* **TRAVAIL À FAIRE**: Recopiez mot pour mot le passage de l'extrait à lire consacré à la préparation d'un coureur cycliste, en commençant par « Finalement, malgré ton » et en allant jusqu'à « est-elle originale ? ».

* **EXTRAIT À LIRE**:
☆ ☆ ☆ ☆ ☆
Finalement, malgré ton emploi du temps chargé, tu te distingues sur chaque épreuve majeure de ton programme...
Oui, j’ai toujours répondu présent, ou presque. Le Tour des Pays de Savoie n’était pas une franche réussite, j’étais un peu déçu. J’étais en pleine période de partiels et dans ces moments-là, que l’on soit organisé ou pas, c’est toujours très compliqué ! J’étais frais physiquement... mais peut-être un peu trop, justement ! La condition me faisait quelques peu défaut. Dès la deuxième journée, j’ai senti qu’il me serait difficile d’enchaîner toutes les étapes à mon meilleur niveau. Pour le reste de la saison, c’est vrai que mon entraîneur, David Han, m'aide à arriver bien en forme sur mes objectifs, en utilisant parfois des méthodes de travail différentes.
 
En quoi ta préparation est-elle originale ?
J'observe de longues périodes d'entraînement. Par exemple, il m'est arrivé de ne pas courir trois pendant week-ends de suite, avant de me présenter au départ d’une manche de Coupe de France, à Arbent-Bourg-Arbent. Le manque de compétition ne m’a pas empêché de faire toute la course devant et de terminer 6e. Je préfère m’entraîner en vue d’un objectif précis plutôt qu’enchaîner les courses. Depuis mes débuts dans le vélo, j’ai toujours travaillé énormément en spécifique, accumulant des petites sorties très intenses. J’aime me faire mal, c’est dans ma nature !
 
Dit comme ça, ça frôle le masochisme (rires)...
☆ ☆ ☆ ☆ ☆
* **LISTE DES DONNÉES**:
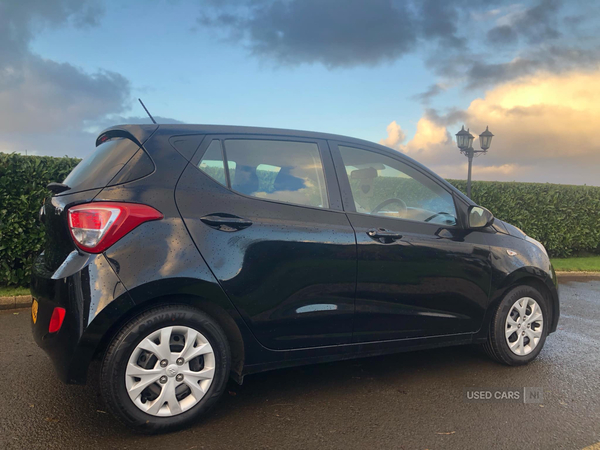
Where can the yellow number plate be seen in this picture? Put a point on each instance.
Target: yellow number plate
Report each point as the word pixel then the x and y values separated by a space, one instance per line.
pixel 34 310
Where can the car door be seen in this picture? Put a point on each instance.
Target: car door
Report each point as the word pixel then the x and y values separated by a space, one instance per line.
pixel 266 215
pixel 420 274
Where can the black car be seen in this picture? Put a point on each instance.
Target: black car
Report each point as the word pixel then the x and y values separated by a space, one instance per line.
pixel 183 255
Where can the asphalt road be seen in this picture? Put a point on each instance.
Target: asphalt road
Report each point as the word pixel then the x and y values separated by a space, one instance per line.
pixel 407 401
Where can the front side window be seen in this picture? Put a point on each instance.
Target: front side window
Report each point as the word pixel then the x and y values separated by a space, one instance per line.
pixel 285 171
pixel 384 186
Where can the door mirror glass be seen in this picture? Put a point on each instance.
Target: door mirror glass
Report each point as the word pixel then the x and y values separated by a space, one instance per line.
pixel 479 217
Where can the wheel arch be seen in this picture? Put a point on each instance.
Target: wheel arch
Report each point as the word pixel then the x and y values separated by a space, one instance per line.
pixel 543 282
pixel 216 312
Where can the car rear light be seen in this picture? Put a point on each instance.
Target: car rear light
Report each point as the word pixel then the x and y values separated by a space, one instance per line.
pixel 98 225
pixel 58 315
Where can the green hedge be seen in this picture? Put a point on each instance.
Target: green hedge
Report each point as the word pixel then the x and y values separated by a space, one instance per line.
pixel 23 181
pixel 566 219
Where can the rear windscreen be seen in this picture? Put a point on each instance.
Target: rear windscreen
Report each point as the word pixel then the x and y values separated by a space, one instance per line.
pixel 98 168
☆ ☆ ☆ ☆ ☆
* **RÉPONSE RÉDIGÉE**:
Finalement, malgré ton emploi du temps chargé, tu te distingues sur chaque épreuve majeure de ton programme...
Oui, j’ai toujours répondu présent, ou presque. Le Tour des Pays de Savoie n’était pas une franche réussite, j’étais un peu déçu. J’étais en pleine période de partiels et dans ces moments-là, que l’on soit organisé ou pas, c’est toujours très compliqué ! J’étais frais physiquement... mais peut-être un peu trop, justement ! La condition me faisait quelques peu défaut. Dès la deuxième journée, j’ai senti qu’il me serait difficile d’enchaîner toutes les étapes à mon meilleur niveau. Pour le reste de la saison, c’est vrai que mon entraîneur, David Han, m'aide à arriver bien en forme sur mes objectifs, en utilisant parfois des méthodes de travail différentes.
 
En quoi ta préparation est-elle originale ?